▶ [Your assignment]:
Work through the records that follow and return each line containing the word "upper".

▶ [Data provided]:
::::

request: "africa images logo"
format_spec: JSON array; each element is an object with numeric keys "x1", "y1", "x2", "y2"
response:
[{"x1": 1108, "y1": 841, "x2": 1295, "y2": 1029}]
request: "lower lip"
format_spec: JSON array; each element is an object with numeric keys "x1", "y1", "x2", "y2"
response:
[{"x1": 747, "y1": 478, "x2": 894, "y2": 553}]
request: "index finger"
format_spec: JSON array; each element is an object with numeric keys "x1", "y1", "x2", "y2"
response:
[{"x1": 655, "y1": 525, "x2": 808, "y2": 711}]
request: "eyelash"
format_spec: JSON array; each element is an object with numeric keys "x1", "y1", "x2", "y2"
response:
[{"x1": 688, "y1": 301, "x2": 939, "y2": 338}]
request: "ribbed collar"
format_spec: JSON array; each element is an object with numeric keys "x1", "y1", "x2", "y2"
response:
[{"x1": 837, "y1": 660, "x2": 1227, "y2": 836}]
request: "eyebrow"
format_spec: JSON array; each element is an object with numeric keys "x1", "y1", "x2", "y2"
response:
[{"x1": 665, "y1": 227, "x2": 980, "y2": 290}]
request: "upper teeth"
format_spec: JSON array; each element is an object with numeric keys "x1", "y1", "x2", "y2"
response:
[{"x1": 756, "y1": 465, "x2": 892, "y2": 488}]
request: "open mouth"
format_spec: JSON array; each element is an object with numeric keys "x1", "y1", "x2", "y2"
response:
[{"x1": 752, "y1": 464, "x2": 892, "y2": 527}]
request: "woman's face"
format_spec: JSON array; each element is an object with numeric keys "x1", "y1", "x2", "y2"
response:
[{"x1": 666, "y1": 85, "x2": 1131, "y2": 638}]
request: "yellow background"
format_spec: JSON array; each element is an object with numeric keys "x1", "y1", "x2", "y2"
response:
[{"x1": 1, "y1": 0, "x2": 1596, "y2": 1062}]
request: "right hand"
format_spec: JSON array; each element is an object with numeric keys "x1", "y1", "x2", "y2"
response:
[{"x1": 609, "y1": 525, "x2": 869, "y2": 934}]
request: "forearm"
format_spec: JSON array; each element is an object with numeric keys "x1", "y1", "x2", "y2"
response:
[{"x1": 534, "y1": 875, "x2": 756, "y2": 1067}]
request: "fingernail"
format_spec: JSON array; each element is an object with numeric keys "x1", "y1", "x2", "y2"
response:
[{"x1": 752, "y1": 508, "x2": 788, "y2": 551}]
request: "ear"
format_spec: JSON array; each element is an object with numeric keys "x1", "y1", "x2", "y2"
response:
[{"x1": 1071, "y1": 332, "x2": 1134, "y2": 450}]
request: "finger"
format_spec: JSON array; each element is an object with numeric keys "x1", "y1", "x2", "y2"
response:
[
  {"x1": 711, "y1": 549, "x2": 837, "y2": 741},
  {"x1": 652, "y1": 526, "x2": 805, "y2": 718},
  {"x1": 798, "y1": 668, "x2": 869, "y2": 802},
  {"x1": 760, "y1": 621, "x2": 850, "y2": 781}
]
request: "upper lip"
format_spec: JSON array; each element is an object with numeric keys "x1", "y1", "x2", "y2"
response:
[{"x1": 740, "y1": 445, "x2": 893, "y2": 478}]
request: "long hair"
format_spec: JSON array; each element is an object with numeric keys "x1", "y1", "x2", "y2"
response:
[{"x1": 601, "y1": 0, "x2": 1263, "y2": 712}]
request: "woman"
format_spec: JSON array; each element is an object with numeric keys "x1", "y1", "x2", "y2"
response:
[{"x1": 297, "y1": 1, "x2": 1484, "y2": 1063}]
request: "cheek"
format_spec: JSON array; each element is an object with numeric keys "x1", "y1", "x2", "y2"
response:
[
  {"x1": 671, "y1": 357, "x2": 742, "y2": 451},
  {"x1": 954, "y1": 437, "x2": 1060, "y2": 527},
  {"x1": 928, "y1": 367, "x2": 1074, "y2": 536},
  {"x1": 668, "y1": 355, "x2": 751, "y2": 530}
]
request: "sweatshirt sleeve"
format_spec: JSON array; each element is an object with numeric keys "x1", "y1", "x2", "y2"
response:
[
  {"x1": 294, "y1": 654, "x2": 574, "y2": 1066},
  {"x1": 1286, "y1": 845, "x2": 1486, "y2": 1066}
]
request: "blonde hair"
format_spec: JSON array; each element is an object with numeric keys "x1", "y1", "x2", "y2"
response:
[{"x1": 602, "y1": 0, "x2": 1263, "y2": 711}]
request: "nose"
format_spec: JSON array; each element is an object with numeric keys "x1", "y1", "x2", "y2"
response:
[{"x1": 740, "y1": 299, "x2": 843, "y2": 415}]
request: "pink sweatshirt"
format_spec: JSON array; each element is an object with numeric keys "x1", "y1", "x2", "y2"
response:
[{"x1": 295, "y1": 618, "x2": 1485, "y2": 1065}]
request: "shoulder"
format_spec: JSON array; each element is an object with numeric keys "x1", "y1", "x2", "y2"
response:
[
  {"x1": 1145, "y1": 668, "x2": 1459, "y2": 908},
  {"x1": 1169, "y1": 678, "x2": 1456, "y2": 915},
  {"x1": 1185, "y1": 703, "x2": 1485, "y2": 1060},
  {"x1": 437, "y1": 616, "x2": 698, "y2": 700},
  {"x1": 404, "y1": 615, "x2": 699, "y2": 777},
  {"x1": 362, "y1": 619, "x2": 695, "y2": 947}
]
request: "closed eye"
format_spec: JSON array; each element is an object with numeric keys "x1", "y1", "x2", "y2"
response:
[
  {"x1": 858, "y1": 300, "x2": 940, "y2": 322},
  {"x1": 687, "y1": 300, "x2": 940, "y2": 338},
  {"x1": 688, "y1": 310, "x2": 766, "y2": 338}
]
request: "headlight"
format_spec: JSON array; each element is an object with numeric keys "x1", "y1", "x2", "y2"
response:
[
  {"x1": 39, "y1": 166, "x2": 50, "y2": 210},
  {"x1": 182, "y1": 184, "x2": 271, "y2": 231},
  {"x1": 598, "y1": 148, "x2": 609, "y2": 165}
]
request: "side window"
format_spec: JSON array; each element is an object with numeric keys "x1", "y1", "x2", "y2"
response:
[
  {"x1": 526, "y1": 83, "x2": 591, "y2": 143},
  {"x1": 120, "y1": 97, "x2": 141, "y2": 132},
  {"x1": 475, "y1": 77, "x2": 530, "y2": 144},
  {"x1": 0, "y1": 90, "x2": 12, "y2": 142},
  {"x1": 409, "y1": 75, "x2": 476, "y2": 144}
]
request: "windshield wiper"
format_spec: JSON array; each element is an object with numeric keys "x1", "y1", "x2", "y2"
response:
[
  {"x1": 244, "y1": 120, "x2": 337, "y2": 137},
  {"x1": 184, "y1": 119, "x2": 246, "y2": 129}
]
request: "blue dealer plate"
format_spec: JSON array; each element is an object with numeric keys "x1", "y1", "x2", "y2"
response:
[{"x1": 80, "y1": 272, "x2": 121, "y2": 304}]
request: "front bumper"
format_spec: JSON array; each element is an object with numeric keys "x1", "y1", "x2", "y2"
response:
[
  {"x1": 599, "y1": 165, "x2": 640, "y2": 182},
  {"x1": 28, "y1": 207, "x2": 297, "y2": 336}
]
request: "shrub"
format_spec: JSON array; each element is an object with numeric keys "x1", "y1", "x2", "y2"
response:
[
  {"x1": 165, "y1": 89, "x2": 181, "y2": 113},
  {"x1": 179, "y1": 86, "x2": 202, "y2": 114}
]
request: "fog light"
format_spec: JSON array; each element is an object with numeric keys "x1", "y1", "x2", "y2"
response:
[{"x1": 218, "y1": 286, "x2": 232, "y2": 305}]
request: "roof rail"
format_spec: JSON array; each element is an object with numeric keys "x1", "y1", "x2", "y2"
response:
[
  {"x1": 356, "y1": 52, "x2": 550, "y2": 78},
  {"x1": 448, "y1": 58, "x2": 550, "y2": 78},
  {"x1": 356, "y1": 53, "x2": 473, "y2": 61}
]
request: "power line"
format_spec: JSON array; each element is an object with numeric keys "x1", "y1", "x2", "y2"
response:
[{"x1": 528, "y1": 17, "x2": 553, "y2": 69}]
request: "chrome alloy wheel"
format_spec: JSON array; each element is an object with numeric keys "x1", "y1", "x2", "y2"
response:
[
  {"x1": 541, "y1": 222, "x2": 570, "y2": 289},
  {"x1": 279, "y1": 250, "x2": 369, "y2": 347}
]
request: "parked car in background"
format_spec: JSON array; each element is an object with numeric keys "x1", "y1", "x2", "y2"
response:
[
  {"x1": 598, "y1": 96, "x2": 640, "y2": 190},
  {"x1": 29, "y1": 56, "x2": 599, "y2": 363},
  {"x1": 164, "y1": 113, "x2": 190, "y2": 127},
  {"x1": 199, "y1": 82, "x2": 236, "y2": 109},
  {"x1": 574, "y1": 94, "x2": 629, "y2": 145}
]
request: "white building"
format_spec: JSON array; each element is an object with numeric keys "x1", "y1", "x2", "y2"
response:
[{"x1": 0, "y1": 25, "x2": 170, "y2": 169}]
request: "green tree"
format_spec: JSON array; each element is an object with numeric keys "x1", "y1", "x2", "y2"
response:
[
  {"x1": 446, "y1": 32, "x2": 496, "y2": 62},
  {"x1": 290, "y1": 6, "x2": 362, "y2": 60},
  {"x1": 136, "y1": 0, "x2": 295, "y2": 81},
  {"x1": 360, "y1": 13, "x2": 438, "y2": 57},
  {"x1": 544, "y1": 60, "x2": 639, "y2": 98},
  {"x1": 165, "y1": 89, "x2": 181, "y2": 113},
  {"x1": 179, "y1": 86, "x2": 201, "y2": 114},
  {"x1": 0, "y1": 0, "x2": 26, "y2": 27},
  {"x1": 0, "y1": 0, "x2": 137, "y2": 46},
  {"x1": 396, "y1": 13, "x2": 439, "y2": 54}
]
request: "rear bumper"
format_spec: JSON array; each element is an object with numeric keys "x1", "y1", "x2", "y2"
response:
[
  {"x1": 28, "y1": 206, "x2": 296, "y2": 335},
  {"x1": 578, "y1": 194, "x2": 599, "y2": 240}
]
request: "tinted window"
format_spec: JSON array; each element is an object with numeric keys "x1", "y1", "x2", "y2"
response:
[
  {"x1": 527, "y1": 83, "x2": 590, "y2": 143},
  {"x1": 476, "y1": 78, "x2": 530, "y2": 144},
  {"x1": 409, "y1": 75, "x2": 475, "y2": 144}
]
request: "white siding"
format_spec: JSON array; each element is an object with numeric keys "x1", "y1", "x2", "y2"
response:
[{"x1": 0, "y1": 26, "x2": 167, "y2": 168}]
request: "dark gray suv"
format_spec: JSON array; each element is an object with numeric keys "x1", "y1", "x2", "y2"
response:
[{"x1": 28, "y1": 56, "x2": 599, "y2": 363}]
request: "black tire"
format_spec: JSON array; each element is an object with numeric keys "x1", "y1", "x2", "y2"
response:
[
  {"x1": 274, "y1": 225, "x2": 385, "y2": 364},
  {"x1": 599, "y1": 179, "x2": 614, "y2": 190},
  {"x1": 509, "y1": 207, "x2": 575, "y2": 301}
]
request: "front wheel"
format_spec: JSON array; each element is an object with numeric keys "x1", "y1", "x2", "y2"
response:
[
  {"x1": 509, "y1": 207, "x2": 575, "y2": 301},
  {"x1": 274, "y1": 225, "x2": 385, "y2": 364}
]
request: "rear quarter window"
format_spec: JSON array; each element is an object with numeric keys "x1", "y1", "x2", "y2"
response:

::::

▶ [Written response]:
request: "upper teeth"
request: "upper lip"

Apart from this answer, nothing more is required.